TASK OBJECTIVE
Copy the passage of the face-spoofing thread from "Let's say I" to "be. Any ideas?", replacing "printout" with "photograph".

TEXT TO READ

+ + + + +

Detecting "real" face vs picture through webcam #206

MaKleSoft · 2021-11-09T08:58:08Z

MaKleSoft
Nov 9, 2021

Let's say I wanted to build an authentication mechanism that detects faces through a webcam and matches them with reference pictures in a database (like a poor-mans version of faceid). I was wondering if there was a way to detect if someone is holding a printout of a picture in front of the camera instead of a real face? I know telling the difference from a still is probably hard, but analysing the differences in the frames from the webcam maybe we can tell the difference between a "static" face (like a printout or a mask) and a live, moving face? We could probably use information from other parts of the body as well. I don't know nearly enough about CV to know how one would go about this or how hard it would be. Any ideas?

Answered by vladmandic

Nov 9, 2021

Poor-mans FaceID demo is now online :)

demo/facerecognition:

Starts webcam
Waits until input video contains validated face or timeout is reached
- Number of people
- Face size
- Face and gaze direction
- Detection scores
- Blink detection (including temporal check for blink speed) to verify live input
- Runs antispoofing optional module
- Runs liveness optional module
Runs match against database of registered faces and presents best match with scores

Both antispoof and liveness models are tiny and
designed to serve as a quick check when used together with other indicators:

below 1MB
very quick inference times as they are very simple (11 ops for antispoof and 23 ops for liveness)
trained on low-re…

View full answer

Shandelier · 2021-11-09T10:00:14Z

Shandelier
Nov 9, 2021

the problem seems to be hard, because it requires combining Computer Vision with Timeseries analysis and final model still is highly vulnerable for other ways of exploiting this authentication method (playing a video of user's face on phone screen).

The silly idea that comes to mind is -- try recreating the android's 3x3 slide grid unlock screen in a way that the "slides" are performed by users head movement or facial expression.

1 reply

MaKleSoft Nov 9, 2021
Author

the problem seems to be hard, because it requires combining Computer Vision with Timeseries analysis and final model still is highly vulnerable for other ways of exploiting this authentication method (playing a video of user's face on phone screen).

Well I'm not looking for something completely secure or unspoofable - I don't believe that's possible with this technology anyway. It's more about making it harder to fool the system (using a video is already more sophisticated and harder to pull off than just a picture).

The silly idea that comes to mind is -- try recreating the android's 3x3 slide grid unlock screen in a way that the "slides" are performed by users head movement or facial expression.

+ + + + +

SOURCE DATA

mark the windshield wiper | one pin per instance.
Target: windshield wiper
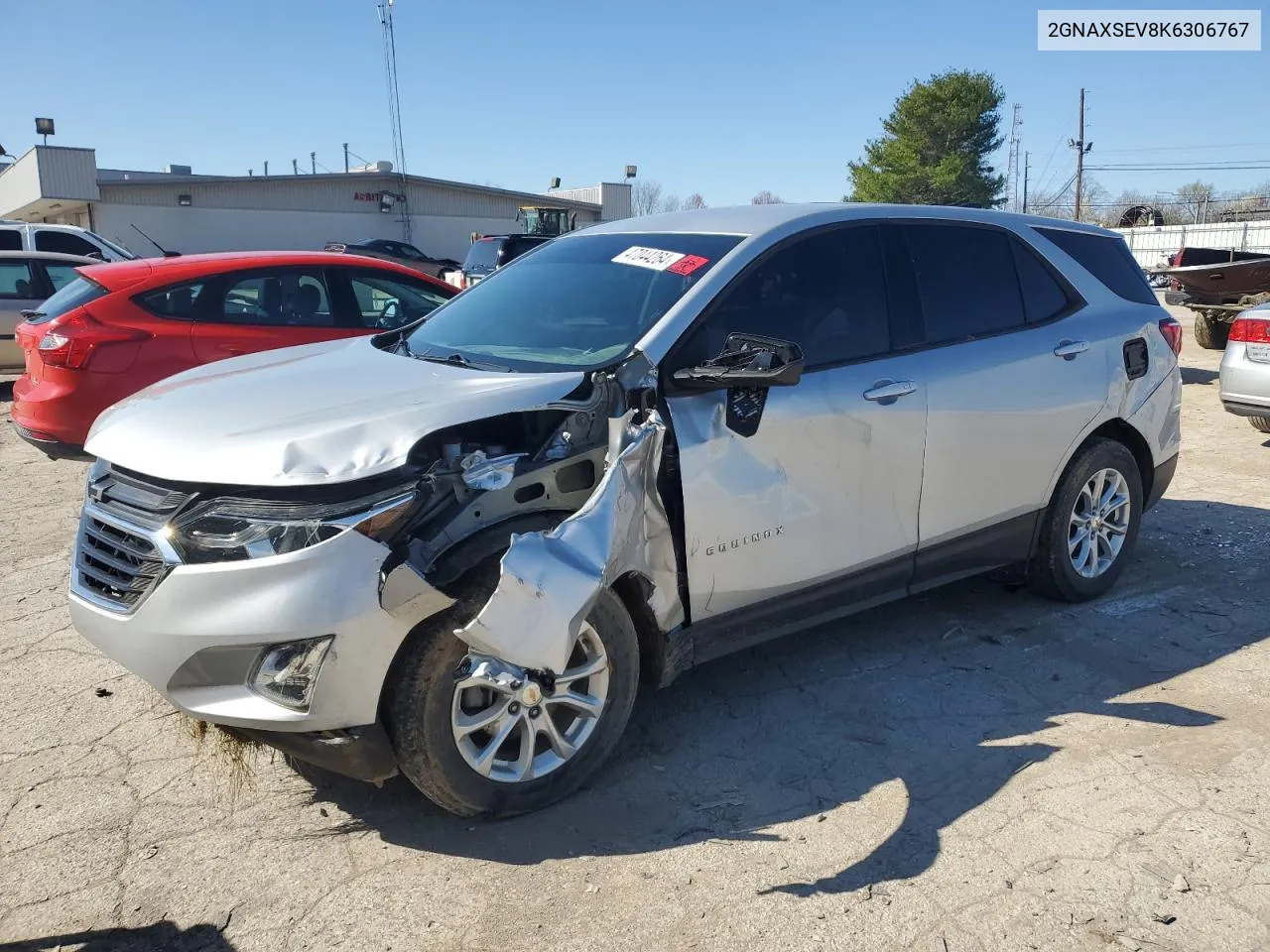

+ + + + +

SOLVED EXERCISE
Let's say I wanted to build an authentication mechanism that detects faces through a webcam and matches them with reference pictures in a database (like a poor-mans version of faceid). I was wondering if there was a way to detect if someone is holding a photograph of a picture in front of the camera instead of a real face? I know telling the difference from a still is probably hard, but analysing the differences in the frames from the webcam maybe we can tell the difference between a "static" face (like a photograph or a mask) and a live, moving face? We could probably use information from other parts of the body as well. I don't know nearly enough about CV to know how one would go about this or how hard it would be. Any ideas?